>> Begin
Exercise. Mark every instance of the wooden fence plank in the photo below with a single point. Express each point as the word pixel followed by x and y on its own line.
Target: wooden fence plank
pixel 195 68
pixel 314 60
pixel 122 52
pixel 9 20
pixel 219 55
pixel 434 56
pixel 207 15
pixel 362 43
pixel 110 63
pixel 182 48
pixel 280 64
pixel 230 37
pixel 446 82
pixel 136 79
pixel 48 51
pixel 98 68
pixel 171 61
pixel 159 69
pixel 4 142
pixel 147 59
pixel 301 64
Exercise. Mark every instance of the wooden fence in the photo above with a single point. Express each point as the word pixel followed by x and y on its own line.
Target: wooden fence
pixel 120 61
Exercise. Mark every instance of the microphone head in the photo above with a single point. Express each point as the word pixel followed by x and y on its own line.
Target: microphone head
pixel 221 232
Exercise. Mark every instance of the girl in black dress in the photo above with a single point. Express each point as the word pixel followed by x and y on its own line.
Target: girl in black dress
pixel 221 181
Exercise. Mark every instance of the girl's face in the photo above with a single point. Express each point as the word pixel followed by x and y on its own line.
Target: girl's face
>> End
>> Begin
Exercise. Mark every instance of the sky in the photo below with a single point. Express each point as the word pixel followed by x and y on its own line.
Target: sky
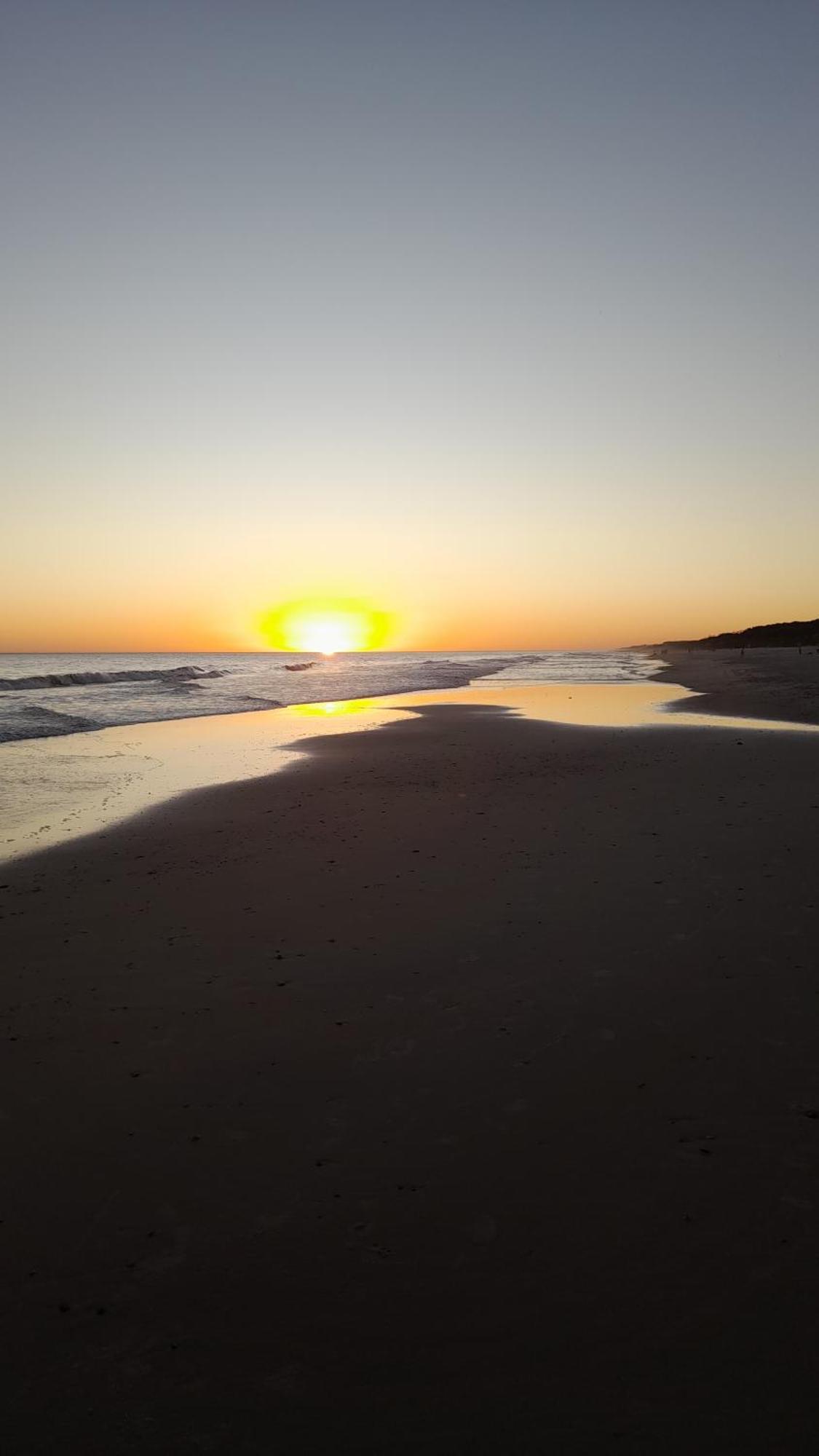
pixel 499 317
>> End
>> Begin
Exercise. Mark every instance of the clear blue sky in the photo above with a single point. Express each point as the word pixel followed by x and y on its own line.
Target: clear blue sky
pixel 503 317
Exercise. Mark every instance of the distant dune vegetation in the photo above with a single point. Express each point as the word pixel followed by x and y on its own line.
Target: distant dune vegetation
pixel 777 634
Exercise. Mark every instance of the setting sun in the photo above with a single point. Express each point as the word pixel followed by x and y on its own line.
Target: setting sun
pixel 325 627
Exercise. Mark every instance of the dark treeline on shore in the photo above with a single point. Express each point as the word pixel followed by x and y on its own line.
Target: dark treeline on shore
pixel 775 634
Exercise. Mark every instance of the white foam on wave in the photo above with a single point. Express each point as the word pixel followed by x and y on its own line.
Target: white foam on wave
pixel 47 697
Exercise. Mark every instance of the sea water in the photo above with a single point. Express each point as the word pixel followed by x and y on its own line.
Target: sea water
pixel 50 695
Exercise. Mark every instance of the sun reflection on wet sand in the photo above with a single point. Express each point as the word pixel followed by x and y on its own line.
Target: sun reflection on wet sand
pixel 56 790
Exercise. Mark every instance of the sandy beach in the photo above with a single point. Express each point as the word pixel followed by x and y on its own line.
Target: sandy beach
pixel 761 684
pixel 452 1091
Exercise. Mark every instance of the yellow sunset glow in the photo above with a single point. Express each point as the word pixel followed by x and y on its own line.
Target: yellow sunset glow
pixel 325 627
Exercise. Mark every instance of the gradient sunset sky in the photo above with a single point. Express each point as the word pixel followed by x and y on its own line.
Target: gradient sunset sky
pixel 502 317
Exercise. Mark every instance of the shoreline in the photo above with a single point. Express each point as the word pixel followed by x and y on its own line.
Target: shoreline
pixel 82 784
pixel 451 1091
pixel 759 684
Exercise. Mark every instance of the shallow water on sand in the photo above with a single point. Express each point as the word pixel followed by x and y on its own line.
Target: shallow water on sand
>> End
(WHAT TO DO):
Can you write down, word for word, the lines starting at the one that contains "Exercise. Mark every instance of the wooden fence in" and ending at the one that contains "pixel 221 181", with both of those lines included?

(IN RESPONSE):
Exercise. Mark every instance of the wooden fence in the photo above with a single point. Express each point as the word pixel followed by x and y on its own line.
Target: wooden fence
pixel 120 61
Exercise. Mark every instance of the microphone head in the photo above with a single point. Express each point as the word pixel followed by x and y on its own line.
Target: microphone head
pixel 221 232
Exercise. Mark every instance of the girl in black dress in the photo above with a single point. Express each point as the word pixel followed by x and y on its own line.
Target: girl in black dress
pixel 221 181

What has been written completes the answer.